[Opening Given text section]

During the airline’s yearly results announced last August, which covered just four months of the pandemic, Mr Joyce predicted the airline would be resuming international air travel in July 2021, with a trans-Tasman bubble earlier if possible.
But Australia’s chief health medical officer cast doubt on that timeline in January, with Professor Brendan Murphy pointing to a 2022 overseas travel resumption more likely.
Mr Joyce on Thursday revised his earlier forecast of a July international travel resumption, saying overseas travel will not restart until the end of October 2021, with the exception of a trans-Tasman flying scheduled for July 2021.
Mr Joyce has previously been vocal around the ongoing border closures within Australia, which he described had caused “upheaval and uncertainty” for customers, and for the airline to recover in the domestic market.
“We’ve been hit by another set of border closures. It shows how important it is to have a national framework for domestic borders – so that there is clarity and consistency,” he said in August.

[Closing Given text section]
[Opening Data provided section]

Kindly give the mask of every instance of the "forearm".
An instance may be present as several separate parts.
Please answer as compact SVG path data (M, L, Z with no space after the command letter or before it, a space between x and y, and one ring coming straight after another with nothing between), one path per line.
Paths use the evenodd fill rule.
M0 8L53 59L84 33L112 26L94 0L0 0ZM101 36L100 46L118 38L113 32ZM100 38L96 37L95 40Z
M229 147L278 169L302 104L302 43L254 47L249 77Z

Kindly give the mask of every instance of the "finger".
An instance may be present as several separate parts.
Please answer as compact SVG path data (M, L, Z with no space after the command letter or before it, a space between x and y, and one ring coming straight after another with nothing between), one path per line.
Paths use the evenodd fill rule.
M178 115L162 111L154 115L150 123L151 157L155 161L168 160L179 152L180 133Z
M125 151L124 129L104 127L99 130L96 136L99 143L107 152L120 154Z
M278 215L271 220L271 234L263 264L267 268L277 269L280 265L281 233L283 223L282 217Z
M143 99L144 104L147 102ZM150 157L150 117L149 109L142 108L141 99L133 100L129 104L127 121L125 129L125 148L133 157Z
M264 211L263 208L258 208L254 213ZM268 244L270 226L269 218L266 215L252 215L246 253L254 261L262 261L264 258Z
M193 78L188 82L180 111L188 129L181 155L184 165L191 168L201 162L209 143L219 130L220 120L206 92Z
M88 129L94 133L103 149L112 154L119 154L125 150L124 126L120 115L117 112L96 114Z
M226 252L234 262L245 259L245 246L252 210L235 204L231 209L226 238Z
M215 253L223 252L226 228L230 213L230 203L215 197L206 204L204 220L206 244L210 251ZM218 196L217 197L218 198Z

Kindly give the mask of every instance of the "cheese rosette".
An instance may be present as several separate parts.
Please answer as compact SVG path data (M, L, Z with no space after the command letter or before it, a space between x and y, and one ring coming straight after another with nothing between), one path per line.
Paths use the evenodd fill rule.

[Closing Data provided section]

> _Your tasks_
a) Reproduce the passage on the airline's travel resumption from "During the airline’s" to "for July 2021.", substituting "Australia–New Zealand" for "trans-Tasman".
b) Write the next part of the passage on the airline's travel resumption, picking up after its final sentence.

> _Responses per task_
a)
During the airline’s yearly results announced last August, which covered just four months of the pandemic, Mr Joyce predicted the airline would be resuming international air travel in July 2021, with a Australia–New Zealand bubble earlier if possible.
But Australia’s chief health medical officer cast doubt on that timeline in January, with Professor Brendan Murphy pointing to a 2022 overseas travel resumption more likely.
Mr Joyce on Thursday revised his earlier forecast of a July international travel resumption, saying overseas travel will not restart until the end of October 2021, with the exception of a Australia–New Zealand flying scheduled for July 2021.

b)
“Despite the recent setbacks, we know conditions will ultimately improve.”
The latest financial update comes after a tough year for the airline after it announced in June it would slash 6000 jobs from its 29,000 workforce.
“We know FY21 will be another tough year,” he said in August.
“Coming out of this crisis, we’ll be the only Australian airline that can fly long haul. We want to expand on that when our balance sheet allows, picking up where we left off with Project Sunrise … including our flights from the eastern states directly to Europe and directly to the east coast of the US.”